◆ Textauszug
Rauschzustand schon vor dem Finale

RheinEnergie Köln hofft im zweiten Anlauf auf den deutschen Basketball-Titel. Finanziell lohnen sich die Spiele gegen Rekordmeister Alba Berlin kaum. Statt in der KölnArena muss das Team im fünfmal kleineren Energy Dome antreten

KÖLN taz ■ Ein bisschen dumm ist es ja schon gelaufen für die Kölner Basketballer. Da erreicht RheinEnergie schon sensationell mit einem spektakulären Sieg beim Titelverteidiger Bamberg das Finale um die Deutsche Meisterschaft gegen Alba Berlin – und die Kölnarena ist ausgebucht. So wird RheinEnergie im Heimspiel nicht vor 15.000, sondern wie gewohnt im 3.000-Zuschauer-Zirkuszelt Energy Dome am Girlitzweg antreten müssen.

◆ Untersuchte Daten

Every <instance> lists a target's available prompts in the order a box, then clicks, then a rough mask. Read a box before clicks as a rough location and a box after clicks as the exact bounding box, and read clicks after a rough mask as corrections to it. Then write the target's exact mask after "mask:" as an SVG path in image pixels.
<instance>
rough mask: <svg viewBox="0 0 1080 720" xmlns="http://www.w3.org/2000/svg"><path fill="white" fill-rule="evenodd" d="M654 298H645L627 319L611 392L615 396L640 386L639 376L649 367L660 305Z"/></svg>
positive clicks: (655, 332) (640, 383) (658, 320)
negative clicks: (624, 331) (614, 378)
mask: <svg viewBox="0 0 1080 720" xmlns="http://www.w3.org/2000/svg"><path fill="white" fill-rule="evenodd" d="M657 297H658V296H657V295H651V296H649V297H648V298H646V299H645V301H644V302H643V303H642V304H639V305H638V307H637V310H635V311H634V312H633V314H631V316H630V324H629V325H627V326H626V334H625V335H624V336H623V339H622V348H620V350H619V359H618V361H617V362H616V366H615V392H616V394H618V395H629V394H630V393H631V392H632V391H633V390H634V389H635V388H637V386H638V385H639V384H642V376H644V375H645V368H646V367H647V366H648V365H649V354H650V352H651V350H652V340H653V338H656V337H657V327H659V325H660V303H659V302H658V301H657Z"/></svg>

◆ Aufgabe
Gib aus dem Textauszug über RheinEnergie Köln den Teil wortgleich wieder, der mit den Worten „KÖLN taz ■ Ein“ beginnt und mit „Girlitzweg antreten müssen.“ endet. Die Auflistung stammt aus einer anderen Quelle als der Textauszug.

◆ Antwortfeld
KÖLN taz ■ Ein bisschen dumm ist es ja schon gelaufen für die Kölner Basketballer. Da erreicht RheinEnergie schon sensationell mit einem spektakulären Sieg beim Titelverteidiger Bamberg das Finale um die Deutsche Meisterschaft gegen Alba Berlin – und die Kölnarena ist ausgebucht. So wird RheinEnergie im Heimspiel nicht vor 15.000, sondern wie gewohnt im 3.000-Zuschauer-Zirkuszelt Energy Dome am Girlitzweg antreten müssen.